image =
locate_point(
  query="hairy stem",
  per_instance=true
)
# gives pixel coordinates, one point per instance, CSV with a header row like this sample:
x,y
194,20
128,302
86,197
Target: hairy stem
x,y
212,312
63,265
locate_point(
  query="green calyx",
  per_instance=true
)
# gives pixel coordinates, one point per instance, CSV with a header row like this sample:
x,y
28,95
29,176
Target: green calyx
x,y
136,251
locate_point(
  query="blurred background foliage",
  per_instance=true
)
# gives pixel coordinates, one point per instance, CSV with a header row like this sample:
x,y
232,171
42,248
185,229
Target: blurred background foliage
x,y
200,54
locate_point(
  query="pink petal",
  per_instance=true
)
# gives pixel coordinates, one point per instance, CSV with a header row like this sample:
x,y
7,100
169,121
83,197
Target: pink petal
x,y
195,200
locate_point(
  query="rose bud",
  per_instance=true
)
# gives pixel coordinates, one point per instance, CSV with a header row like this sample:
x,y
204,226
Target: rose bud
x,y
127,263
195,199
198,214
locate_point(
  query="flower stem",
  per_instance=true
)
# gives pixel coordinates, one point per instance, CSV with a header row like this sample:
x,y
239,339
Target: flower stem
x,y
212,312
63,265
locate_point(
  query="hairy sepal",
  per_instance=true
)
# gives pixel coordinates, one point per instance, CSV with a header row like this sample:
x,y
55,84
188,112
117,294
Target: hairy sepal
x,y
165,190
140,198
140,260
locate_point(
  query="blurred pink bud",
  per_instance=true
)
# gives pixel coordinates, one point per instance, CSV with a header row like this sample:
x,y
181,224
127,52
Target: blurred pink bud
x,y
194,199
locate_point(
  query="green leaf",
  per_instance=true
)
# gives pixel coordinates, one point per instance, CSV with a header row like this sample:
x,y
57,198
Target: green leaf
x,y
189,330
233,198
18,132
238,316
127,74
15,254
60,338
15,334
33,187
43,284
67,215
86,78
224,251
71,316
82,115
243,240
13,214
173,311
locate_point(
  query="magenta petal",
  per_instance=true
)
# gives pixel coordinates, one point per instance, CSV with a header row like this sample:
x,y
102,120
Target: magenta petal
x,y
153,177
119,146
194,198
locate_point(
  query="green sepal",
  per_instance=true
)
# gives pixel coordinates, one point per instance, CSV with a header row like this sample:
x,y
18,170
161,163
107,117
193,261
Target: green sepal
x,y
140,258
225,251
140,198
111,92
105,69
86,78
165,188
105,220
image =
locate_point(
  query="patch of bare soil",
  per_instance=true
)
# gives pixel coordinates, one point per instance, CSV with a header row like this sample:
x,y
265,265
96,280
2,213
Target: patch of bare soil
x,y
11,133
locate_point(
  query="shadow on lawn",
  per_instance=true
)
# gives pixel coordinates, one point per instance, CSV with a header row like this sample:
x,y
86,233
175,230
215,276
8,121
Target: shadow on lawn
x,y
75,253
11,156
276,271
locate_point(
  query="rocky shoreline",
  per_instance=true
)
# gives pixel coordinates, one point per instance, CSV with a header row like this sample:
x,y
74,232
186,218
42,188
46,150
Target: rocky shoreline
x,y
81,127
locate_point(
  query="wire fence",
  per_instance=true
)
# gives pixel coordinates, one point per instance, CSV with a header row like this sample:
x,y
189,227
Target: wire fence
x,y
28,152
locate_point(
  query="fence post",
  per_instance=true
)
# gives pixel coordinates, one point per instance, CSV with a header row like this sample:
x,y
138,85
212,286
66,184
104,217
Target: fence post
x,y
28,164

·····

## What needs to be done
Give back all the records exactly as they stand.

## Solution to the exercise
image =
locate_point(
  query="hairy stem",
  per_instance=true
)
# gives pixel coordinates, one point per instance, CSV with a header row like this sample:
x,y
194,20
128,302
86,197
Target: hairy stem
x,y
212,312
63,265
locate_point(
  query="green calyx",
  per_instance=true
)
# gives pixel coordinates, one point per instance, CSV with a header row like this sample:
x,y
28,95
29,176
Target: green calyx
x,y
136,251
locate_point(
  query="blurred background foliage",
  per_instance=true
)
# gives pixel coordinates, one point per instance, CSV with a header row like this sample:
x,y
232,171
42,248
185,229
Target: blurred background foliage
x,y
200,54
locate_point(
  query="pink petal",
  per_instance=true
)
# gives pixel coordinates, one point per instance, CSV with a header row like this sample:
x,y
7,100
169,121
83,197
Target: pink petal
x,y
195,200
locate_point(
  query="rose bud",
  per_instance=true
)
# gives pixel coordinates, one point per instance, CSV with a header row like this sample:
x,y
204,226
Target: rose bud
x,y
127,263
195,199
198,214
locate_point(
  query="flower stem",
  per_instance=true
)
# gives pixel coordinates, one point per instance, CSV with a header row like this sample:
x,y
239,339
Target: flower stem
x,y
212,312
63,265
locate_point(
  query="hairy sepal",
  per_instance=true
)
# gives pixel coordinates, one point per instance, CSV with a header row like this sample:
x,y
55,84
188,112
117,294
Target: hairy sepal
x,y
165,190
140,198
140,260
locate_point(
  query="blurred pink bud",
  per_instance=true
)
# gives pixel coordinates, one point per instance, CSV with a header row like this sample:
x,y
181,224
127,52
Target: blurred pink bud
x,y
194,199
locate_point(
  query="green leaf",
  per_instance=true
)
# gives pixel coordinates, one point per instance, CSV with a header row like this sample:
x,y
57,198
Target: green leaf
x,y
189,330
233,198
18,132
238,316
127,74
15,254
60,338
15,334
33,187
43,284
67,215
86,78
224,251
71,316
82,115
243,240
13,214
173,311
locate_point(
  query="magenta petal",
  per_instance=true
)
# gives pixel coordinates, one point per instance, CSV with a header row like this sample:
x,y
102,120
Target: magenta petal
x,y
153,177
119,146
194,198
locate_point(
  query="green sepal",
  per_instance=true
)
# gives pixel coordinates, one point per instance, CSV with a header row like this sample:
x,y
18,170
161,163
107,117
193,261
Target: green sepal
x,y
140,258
225,251
140,198
111,92
105,69
86,78
165,188
105,220
image =
locate_point(
  query="patch of bare soil",
  per_instance=true
)
# gives pixel coordinates, one point per instance, CSV with a header row like this sample:
x,y
265,265
96,280
2,213
Target: patch of bare soil
x,y
11,133
locate_point(
  query="shadow on lawn",
  per_instance=true
)
# gives pixel coordinates, one point per instance, CSV with a header row like this sample:
x,y
86,233
175,230
215,276
8,121
Target: shadow on lawn
x,y
75,253
11,156
276,271
locate_point(
  query="rocky shoreline",
  per_instance=true
)
# gives pixel coordinates, one point per instance, CSV with a header row like this sample:
x,y
74,232
186,218
42,188
46,150
Target: rocky shoreline
x,y
81,127
locate_point(
  query="wire fence",
  per_instance=true
)
# gives pixel coordinates, one point per instance, CSV with a header row like this sample:
x,y
189,227
Target: wire fence
x,y
28,152
locate_point(
  query="fence post",
  per_instance=true
)
# gives pixel coordinates, one point per instance, CSV with a header row like this sample:
x,y
138,85
212,286
66,184
104,217
Target: fence post
x,y
28,164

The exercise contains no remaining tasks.